• _How to complete this task_
An exact retyping of all lines below is the answer; pictures do not belong in it.

Point localization data
********************

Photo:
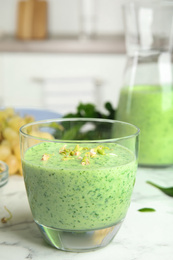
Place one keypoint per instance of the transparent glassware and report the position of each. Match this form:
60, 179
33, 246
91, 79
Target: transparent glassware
79, 184
146, 97
3, 173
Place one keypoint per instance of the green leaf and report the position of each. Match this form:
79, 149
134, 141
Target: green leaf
147, 210
168, 191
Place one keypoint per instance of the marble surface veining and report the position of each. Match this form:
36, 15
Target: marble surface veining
143, 236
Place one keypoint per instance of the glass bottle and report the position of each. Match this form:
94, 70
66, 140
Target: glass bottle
146, 97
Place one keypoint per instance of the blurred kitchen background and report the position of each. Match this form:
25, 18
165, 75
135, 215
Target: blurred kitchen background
61, 53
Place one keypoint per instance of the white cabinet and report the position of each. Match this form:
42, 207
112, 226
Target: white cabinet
43, 80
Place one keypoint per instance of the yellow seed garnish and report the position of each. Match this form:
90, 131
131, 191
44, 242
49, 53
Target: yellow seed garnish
45, 157
85, 161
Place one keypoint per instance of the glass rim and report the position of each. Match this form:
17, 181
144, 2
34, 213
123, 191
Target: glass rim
108, 140
147, 3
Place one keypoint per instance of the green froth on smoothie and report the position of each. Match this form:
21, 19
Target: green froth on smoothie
70, 196
151, 109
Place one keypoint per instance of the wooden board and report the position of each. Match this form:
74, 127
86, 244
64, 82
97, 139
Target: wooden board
32, 20
40, 20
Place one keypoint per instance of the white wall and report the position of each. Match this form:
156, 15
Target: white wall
64, 16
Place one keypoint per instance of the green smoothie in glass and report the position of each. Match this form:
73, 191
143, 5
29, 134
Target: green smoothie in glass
151, 109
79, 187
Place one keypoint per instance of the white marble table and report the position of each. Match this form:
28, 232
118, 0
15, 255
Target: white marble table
143, 236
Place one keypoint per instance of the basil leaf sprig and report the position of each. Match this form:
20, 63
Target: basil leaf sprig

********************

• _Exercise result_
Photo:
Place one keypoint per instance of the transparent glassware and report the position of each. Match this form:
60, 179
33, 246
91, 79
Target: transparent glassware
79, 184
146, 97
3, 173
Place one keypoint per instance of the green leaf and report the position of each. Match this form:
79, 149
134, 141
Target: green leaf
147, 210
168, 191
Place one keypoint per instance of the marble surface veining and report the position of each. Match this form:
36, 15
Target: marble surface veining
143, 236
Place one keypoint per instance of the glass bottle and report the position of each. Match this form:
94, 70
66, 140
Target: glass bottle
146, 97
Place one keypoint per instance of the blurred kitchen background and report the position of each. Match this form:
25, 18
165, 75
135, 215
Target: blurred kitchen background
61, 53
Place one keypoint per instance of the white cabinet and report the position of each. Match this form:
42, 207
112, 226
Target: white cabinet
43, 80
Place one keypoint per instance of the yellow seed garnish and report the position of each. Match this form:
90, 131
131, 191
44, 242
49, 53
Target: yellow seed garnish
45, 157
85, 161
Place one keypoint per instance of the glass rim and report the position of each. Match this form:
17, 181
144, 2
34, 213
123, 191
Target: glass rim
108, 140
147, 3
Place one keypoint per instance of the green froth on smoothie and report the position of each. Match this form:
21, 19
Target: green froth on smoothie
70, 196
151, 109
Place one keypoint per instance of the wooden board and report the position of each. Match this form:
74, 127
86, 244
64, 82
97, 139
Target: wooden board
32, 20
40, 20
Place one keypoint per instance of the white wall and report the position of each. Match this form:
156, 15
Target: white wall
64, 16
Place one keypoint per instance of the green smoothie in glass and report the position of each. Match this form:
73, 191
143, 5
29, 134
Target: green smoothie in glass
151, 109
79, 187
Place one keypoint per instance of the white marble table and report the position of each. Match this form:
28, 232
118, 0
15, 255
Target: white marble table
143, 236
Place one keypoint per instance of the basil leaf sprig and report the position of each. Match this form:
20, 63
Target: basil leaf sprig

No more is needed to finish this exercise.